* [EXERCISE DETAILS]
Reproduce verbatim the lines of the items below, starting with the line that contains "black jacket, the" and continuing through the end of the items.

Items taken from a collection
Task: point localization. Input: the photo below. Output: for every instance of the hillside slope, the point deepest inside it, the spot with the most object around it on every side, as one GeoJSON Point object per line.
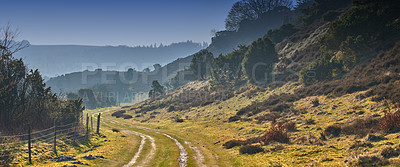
{"type": "Point", "coordinates": [333, 100]}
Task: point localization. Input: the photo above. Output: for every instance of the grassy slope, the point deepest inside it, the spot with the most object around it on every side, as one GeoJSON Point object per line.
{"type": "Point", "coordinates": [206, 125]}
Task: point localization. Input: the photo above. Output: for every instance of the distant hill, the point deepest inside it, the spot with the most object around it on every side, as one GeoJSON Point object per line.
{"type": "Point", "coordinates": [54, 60]}
{"type": "Point", "coordinates": [226, 41]}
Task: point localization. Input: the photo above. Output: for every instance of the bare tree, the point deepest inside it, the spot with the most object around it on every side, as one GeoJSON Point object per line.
{"type": "Point", "coordinates": [251, 10]}
{"type": "Point", "coordinates": [8, 45]}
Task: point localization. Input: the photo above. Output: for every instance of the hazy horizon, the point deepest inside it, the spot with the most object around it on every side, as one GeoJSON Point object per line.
{"type": "Point", "coordinates": [114, 23]}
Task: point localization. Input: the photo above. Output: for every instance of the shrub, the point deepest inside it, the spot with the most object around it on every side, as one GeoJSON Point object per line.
{"type": "Point", "coordinates": [309, 121]}
{"type": "Point", "coordinates": [276, 133]}
{"type": "Point", "coordinates": [118, 114]}
{"type": "Point", "coordinates": [315, 102]}
{"type": "Point", "coordinates": [361, 127]}
{"type": "Point", "coordinates": [178, 119]}
{"type": "Point", "coordinates": [251, 140]}
{"type": "Point", "coordinates": [389, 152]}
{"type": "Point", "coordinates": [171, 108]}
{"type": "Point", "coordinates": [290, 126]}
{"type": "Point", "coordinates": [330, 15]}
{"type": "Point", "coordinates": [234, 118]}
{"type": "Point", "coordinates": [284, 31]}
{"type": "Point", "coordinates": [368, 160]}
{"type": "Point", "coordinates": [126, 116]}
{"type": "Point", "coordinates": [358, 144]}
{"type": "Point", "coordinates": [333, 130]}
{"type": "Point", "coordinates": [250, 149]}
{"type": "Point", "coordinates": [390, 122]}
{"type": "Point", "coordinates": [232, 143]}
{"type": "Point", "coordinates": [6, 151]}
{"type": "Point", "coordinates": [373, 138]}
{"type": "Point", "coordinates": [277, 148]}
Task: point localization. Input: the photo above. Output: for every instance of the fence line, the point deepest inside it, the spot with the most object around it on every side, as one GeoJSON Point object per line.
{"type": "Point", "coordinates": [75, 131]}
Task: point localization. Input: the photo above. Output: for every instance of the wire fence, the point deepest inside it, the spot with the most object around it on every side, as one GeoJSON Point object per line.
{"type": "Point", "coordinates": [44, 143]}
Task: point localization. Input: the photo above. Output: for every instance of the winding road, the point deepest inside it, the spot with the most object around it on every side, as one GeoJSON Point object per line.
{"type": "Point", "coordinates": [198, 156]}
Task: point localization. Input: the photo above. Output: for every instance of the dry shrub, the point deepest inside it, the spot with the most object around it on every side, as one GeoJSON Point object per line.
{"type": "Point", "coordinates": [232, 143]}
{"type": "Point", "coordinates": [333, 130]}
{"type": "Point", "coordinates": [118, 114]}
{"type": "Point", "coordinates": [368, 161]}
{"type": "Point", "coordinates": [277, 103]}
{"type": "Point", "coordinates": [360, 144]}
{"type": "Point", "coordinates": [276, 133]}
{"type": "Point", "coordinates": [290, 126]}
{"type": "Point", "coordinates": [315, 102]}
{"type": "Point", "coordinates": [234, 118]}
{"type": "Point", "coordinates": [250, 149]}
{"type": "Point", "coordinates": [309, 140]}
{"type": "Point", "coordinates": [7, 153]}
{"type": "Point", "coordinates": [267, 117]}
{"type": "Point", "coordinates": [309, 121]}
{"type": "Point", "coordinates": [361, 127]}
{"type": "Point", "coordinates": [373, 138]}
{"type": "Point", "coordinates": [390, 122]}
{"type": "Point", "coordinates": [389, 152]}
{"type": "Point", "coordinates": [277, 147]}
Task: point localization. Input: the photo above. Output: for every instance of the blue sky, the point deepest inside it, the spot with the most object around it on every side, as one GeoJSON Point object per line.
{"type": "Point", "coordinates": [114, 22]}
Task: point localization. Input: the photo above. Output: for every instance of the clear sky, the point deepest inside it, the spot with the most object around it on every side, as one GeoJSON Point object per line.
{"type": "Point", "coordinates": [114, 22]}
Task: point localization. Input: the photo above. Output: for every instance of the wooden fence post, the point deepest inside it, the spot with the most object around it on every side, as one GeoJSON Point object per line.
{"type": "Point", "coordinates": [98, 124]}
{"type": "Point", "coordinates": [55, 138]}
{"type": "Point", "coordinates": [91, 123]}
{"type": "Point", "coordinates": [29, 144]}
{"type": "Point", "coordinates": [76, 124]}
{"type": "Point", "coordinates": [87, 126]}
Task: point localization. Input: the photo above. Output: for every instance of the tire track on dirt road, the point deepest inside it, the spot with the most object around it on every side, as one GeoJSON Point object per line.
{"type": "Point", "coordinates": [149, 156]}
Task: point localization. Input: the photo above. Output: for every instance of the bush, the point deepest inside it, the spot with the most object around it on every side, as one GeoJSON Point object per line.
{"type": "Point", "coordinates": [368, 160]}
{"type": "Point", "coordinates": [330, 15]}
{"type": "Point", "coordinates": [126, 116]}
{"type": "Point", "coordinates": [389, 152]}
{"type": "Point", "coordinates": [234, 118]}
{"type": "Point", "coordinates": [361, 127]}
{"type": "Point", "coordinates": [6, 151]}
{"type": "Point", "coordinates": [118, 114]}
{"type": "Point", "coordinates": [284, 31]}
{"type": "Point", "coordinates": [333, 130]}
{"type": "Point", "coordinates": [178, 119]}
{"type": "Point", "coordinates": [290, 126]}
{"type": "Point", "coordinates": [171, 108]}
{"type": "Point", "coordinates": [390, 122]}
{"type": "Point", "coordinates": [276, 133]}
{"type": "Point", "coordinates": [315, 102]}
{"type": "Point", "coordinates": [358, 144]}
{"type": "Point", "coordinates": [309, 121]}
{"type": "Point", "coordinates": [232, 143]}
{"type": "Point", "coordinates": [250, 149]}
{"type": "Point", "coordinates": [277, 148]}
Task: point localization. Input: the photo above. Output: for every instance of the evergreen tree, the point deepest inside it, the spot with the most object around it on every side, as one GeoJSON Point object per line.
{"type": "Point", "coordinates": [156, 89]}
{"type": "Point", "coordinates": [201, 64]}
{"type": "Point", "coordinates": [258, 61]}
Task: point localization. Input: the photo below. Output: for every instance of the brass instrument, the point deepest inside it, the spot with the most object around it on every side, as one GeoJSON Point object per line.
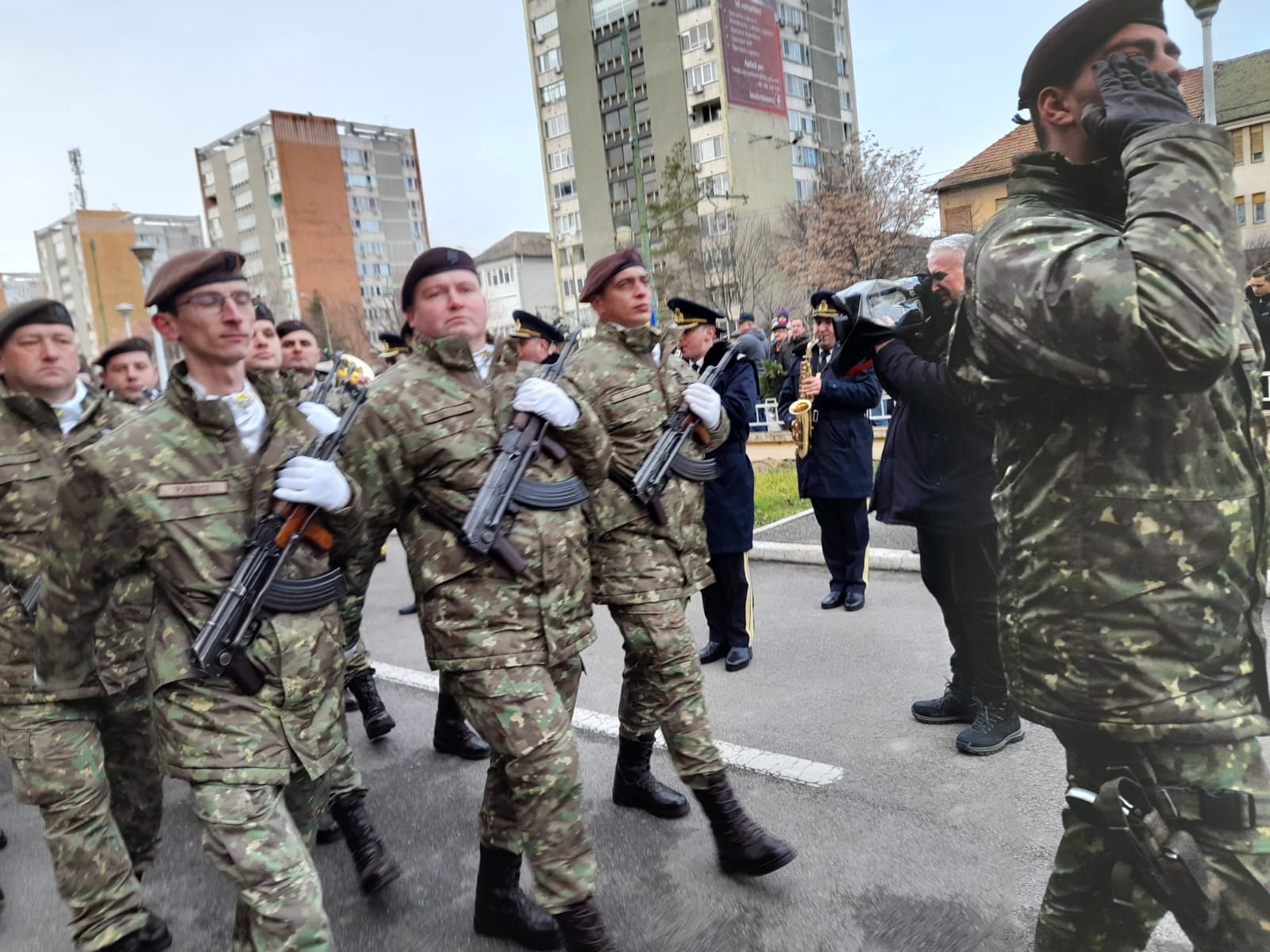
{"type": "Point", "coordinates": [802, 408]}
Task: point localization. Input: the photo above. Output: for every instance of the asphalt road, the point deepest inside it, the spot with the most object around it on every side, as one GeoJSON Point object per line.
{"type": "Point", "coordinates": [916, 850]}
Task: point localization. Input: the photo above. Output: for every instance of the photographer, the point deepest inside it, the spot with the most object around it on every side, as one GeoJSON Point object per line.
{"type": "Point", "coordinates": [937, 475]}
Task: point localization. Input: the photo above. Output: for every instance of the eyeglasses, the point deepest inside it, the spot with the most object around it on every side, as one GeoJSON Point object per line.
{"type": "Point", "coordinates": [209, 304]}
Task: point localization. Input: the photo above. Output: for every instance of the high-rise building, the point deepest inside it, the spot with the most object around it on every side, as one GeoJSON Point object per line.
{"type": "Point", "coordinates": [759, 90]}
{"type": "Point", "coordinates": [329, 215]}
{"type": "Point", "coordinates": [87, 262]}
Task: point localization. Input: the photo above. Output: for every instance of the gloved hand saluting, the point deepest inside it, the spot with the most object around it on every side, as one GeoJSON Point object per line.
{"type": "Point", "coordinates": [1136, 99]}
{"type": "Point", "coordinates": [310, 482]}
{"type": "Point", "coordinates": [704, 403]}
{"type": "Point", "coordinates": [545, 399]}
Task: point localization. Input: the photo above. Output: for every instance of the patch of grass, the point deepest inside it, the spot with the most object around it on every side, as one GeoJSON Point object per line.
{"type": "Point", "coordinates": [776, 493]}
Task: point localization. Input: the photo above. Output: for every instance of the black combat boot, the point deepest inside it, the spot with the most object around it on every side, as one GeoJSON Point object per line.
{"type": "Point", "coordinates": [634, 784]}
{"type": "Point", "coordinates": [583, 930]}
{"type": "Point", "coordinates": [996, 727]}
{"type": "Point", "coordinates": [956, 706]}
{"type": "Point", "coordinates": [745, 847]}
{"type": "Point", "coordinates": [451, 734]}
{"type": "Point", "coordinates": [503, 912]}
{"type": "Point", "coordinates": [375, 867]}
{"type": "Point", "coordinates": [375, 717]}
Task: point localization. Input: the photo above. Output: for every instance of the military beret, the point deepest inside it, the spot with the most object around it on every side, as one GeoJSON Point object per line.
{"type": "Point", "coordinates": [435, 260]}
{"type": "Point", "coordinates": [1076, 37]}
{"type": "Point", "coordinates": [38, 311]}
{"type": "Point", "coordinates": [190, 271]}
{"type": "Point", "coordinates": [287, 328]}
{"type": "Point", "coordinates": [605, 271]}
{"type": "Point", "coordinates": [529, 325]}
{"type": "Point", "coordinates": [690, 314]}
{"type": "Point", "coordinates": [133, 346]}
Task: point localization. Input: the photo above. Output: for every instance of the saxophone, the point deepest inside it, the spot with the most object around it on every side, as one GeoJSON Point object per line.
{"type": "Point", "coordinates": [802, 408]}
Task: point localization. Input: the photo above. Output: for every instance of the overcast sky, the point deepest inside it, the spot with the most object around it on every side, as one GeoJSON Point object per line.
{"type": "Point", "coordinates": [139, 86]}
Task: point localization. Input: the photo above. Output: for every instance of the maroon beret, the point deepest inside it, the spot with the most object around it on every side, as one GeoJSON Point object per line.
{"type": "Point", "coordinates": [435, 260]}
{"type": "Point", "coordinates": [190, 271]}
{"type": "Point", "coordinates": [1060, 52]}
{"type": "Point", "coordinates": [605, 271]}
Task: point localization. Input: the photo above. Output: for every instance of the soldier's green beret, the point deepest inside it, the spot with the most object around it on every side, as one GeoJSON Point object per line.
{"type": "Point", "coordinates": [1060, 52]}
{"type": "Point", "coordinates": [38, 311]}
{"type": "Point", "coordinates": [190, 271]}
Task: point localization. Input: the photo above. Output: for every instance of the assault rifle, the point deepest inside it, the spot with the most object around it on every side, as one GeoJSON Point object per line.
{"type": "Point", "coordinates": [256, 587]}
{"type": "Point", "coordinates": [664, 459]}
{"type": "Point", "coordinates": [506, 486]}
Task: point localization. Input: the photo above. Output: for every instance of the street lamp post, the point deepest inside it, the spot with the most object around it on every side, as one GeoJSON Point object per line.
{"type": "Point", "coordinates": [1204, 12]}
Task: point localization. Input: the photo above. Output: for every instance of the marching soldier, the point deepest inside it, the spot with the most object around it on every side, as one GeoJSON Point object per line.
{"type": "Point", "coordinates": [86, 754]}
{"type": "Point", "coordinates": [837, 471]}
{"type": "Point", "coordinates": [175, 494]}
{"type": "Point", "coordinates": [728, 601]}
{"type": "Point", "coordinates": [645, 568]}
{"type": "Point", "coordinates": [508, 645]}
{"type": "Point", "coordinates": [1102, 325]}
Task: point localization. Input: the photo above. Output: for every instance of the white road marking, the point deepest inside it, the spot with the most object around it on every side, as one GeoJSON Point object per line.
{"type": "Point", "coordinates": [795, 770]}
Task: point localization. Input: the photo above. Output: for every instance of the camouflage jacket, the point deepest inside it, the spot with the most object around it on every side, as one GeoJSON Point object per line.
{"type": "Point", "coordinates": [423, 444]}
{"type": "Point", "coordinates": [175, 494]}
{"type": "Point", "coordinates": [1102, 327]}
{"type": "Point", "coordinates": [32, 465]}
{"type": "Point", "coordinates": [635, 560]}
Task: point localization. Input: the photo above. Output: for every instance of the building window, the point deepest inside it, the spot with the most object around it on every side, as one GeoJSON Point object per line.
{"type": "Point", "coordinates": [560, 159]}
{"type": "Point", "coordinates": [545, 25]}
{"type": "Point", "coordinates": [556, 126]}
{"type": "Point", "coordinates": [549, 61]}
{"type": "Point", "coordinates": [708, 150]}
{"type": "Point", "coordinates": [798, 86]}
{"type": "Point", "coordinates": [702, 75]}
{"type": "Point", "coordinates": [797, 52]}
{"type": "Point", "coordinates": [698, 37]}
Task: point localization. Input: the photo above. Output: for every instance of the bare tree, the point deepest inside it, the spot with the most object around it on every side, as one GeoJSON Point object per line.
{"type": "Point", "coordinates": [860, 222]}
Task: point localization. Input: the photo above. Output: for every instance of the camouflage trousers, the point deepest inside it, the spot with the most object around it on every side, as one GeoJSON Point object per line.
{"type": "Point", "coordinates": [533, 787]}
{"type": "Point", "coordinates": [662, 687]}
{"type": "Point", "coordinates": [92, 768]}
{"type": "Point", "coordinates": [260, 838]}
{"type": "Point", "coordinates": [1079, 912]}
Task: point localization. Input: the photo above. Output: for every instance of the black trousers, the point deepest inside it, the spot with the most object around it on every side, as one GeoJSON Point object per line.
{"type": "Point", "coordinates": [960, 570]}
{"type": "Point", "coordinates": [729, 601]}
{"type": "Point", "coordinates": [844, 541]}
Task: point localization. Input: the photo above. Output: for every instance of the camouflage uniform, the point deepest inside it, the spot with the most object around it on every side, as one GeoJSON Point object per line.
{"type": "Point", "coordinates": [1103, 329]}
{"type": "Point", "coordinates": [508, 647]}
{"type": "Point", "coordinates": [86, 757]}
{"type": "Point", "coordinates": [645, 571]}
{"type": "Point", "coordinates": [175, 494]}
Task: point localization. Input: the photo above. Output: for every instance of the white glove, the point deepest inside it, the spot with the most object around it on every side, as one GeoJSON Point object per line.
{"type": "Point", "coordinates": [321, 418]}
{"type": "Point", "coordinates": [545, 399]}
{"type": "Point", "coordinates": [704, 403]}
{"type": "Point", "coordinates": [310, 482]}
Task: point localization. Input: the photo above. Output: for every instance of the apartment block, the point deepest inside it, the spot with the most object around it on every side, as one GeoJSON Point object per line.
{"type": "Point", "coordinates": [87, 262]}
{"type": "Point", "coordinates": [329, 215]}
{"type": "Point", "coordinates": [759, 89]}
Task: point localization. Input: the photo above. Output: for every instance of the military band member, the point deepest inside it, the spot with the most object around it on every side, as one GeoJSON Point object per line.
{"type": "Point", "coordinates": [129, 372]}
{"type": "Point", "coordinates": [175, 494]}
{"type": "Point", "coordinates": [645, 570]}
{"type": "Point", "coordinates": [729, 513]}
{"type": "Point", "coordinates": [508, 645]}
{"type": "Point", "coordinates": [83, 754]}
{"type": "Point", "coordinates": [1102, 325]}
{"type": "Point", "coordinates": [836, 475]}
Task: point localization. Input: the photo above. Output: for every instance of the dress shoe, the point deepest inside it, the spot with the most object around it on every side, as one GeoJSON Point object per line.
{"type": "Point", "coordinates": [738, 658]}
{"type": "Point", "coordinates": [713, 651]}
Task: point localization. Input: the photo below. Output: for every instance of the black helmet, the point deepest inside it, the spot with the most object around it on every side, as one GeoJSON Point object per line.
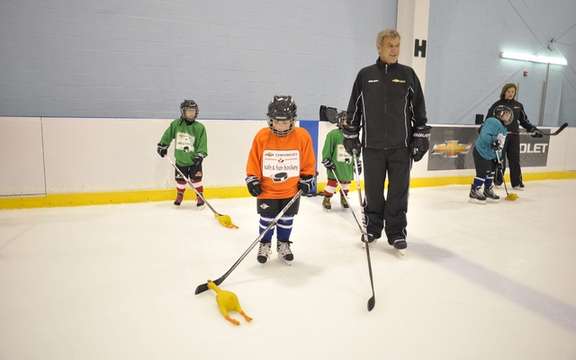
{"type": "Point", "coordinates": [187, 105]}
{"type": "Point", "coordinates": [281, 108]}
{"type": "Point", "coordinates": [500, 110]}
{"type": "Point", "coordinates": [341, 119]}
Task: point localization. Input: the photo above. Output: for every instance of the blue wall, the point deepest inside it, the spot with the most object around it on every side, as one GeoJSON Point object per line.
{"type": "Point", "coordinates": [465, 73]}
{"type": "Point", "coordinates": [140, 58]}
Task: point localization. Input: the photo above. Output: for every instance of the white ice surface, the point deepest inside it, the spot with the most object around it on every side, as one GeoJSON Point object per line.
{"type": "Point", "coordinates": [117, 282]}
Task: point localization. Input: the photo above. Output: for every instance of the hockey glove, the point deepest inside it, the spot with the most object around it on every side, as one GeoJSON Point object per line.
{"type": "Point", "coordinates": [420, 142]}
{"type": "Point", "coordinates": [162, 150]}
{"type": "Point", "coordinates": [536, 133]}
{"type": "Point", "coordinates": [358, 167]}
{"type": "Point", "coordinates": [306, 183]}
{"type": "Point", "coordinates": [352, 143]}
{"type": "Point", "coordinates": [328, 164]}
{"type": "Point", "coordinates": [253, 184]}
{"type": "Point", "coordinates": [498, 143]}
{"type": "Point", "coordinates": [197, 162]}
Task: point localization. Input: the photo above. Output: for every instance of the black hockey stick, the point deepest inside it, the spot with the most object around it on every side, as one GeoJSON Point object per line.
{"type": "Point", "coordinates": [351, 210]}
{"type": "Point", "coordinates": [224, 220]}
{"type": "Point", "coordinates": [509, 196]}
{"type": "Point", "coordinates": [203, 287]}
{"type": "Point", "coordinates": [328, 113]}
{"type": "Point", "coordinates": [558, 131]}
{"type": "Point", "coordinates": [372, 300]}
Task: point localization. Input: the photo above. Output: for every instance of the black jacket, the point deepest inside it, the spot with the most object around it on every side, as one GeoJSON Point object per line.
{"type": "Point", "coordinates": [387, 103]}
{"type": "Point", "coordinates": [519, 115]}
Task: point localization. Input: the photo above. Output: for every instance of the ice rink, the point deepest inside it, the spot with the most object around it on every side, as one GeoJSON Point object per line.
{"type": "Point", "coordinates": [495, 281]}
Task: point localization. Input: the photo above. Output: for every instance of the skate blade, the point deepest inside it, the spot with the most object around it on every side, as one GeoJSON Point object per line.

* [ANSWER IN FULL]
Task: point localization. Input: the photo above. Output: for every instance of the black jacket, the point deepest inside it, the spot with the most object around it on every side, as one GeoJSON Point object per line.
{"type": "Point", "coordinates": [387, 103]}
{"type": "Point", "coordinates": [519, 115]}
Task: point localization. Input: the photo above. Output: for every instance of the ice rink, the point deepest inside it, the spot with the most object around it on every side, as one GeoJSON Point object per line.
{"type": "Point", "coordinates": [495, 281]}
Task: point localization. Input: the photo above. Output: for every instance of the skate blade, the point deepest inside it, the spot with the most object around it on every side, as one GeoJSON Point object per line.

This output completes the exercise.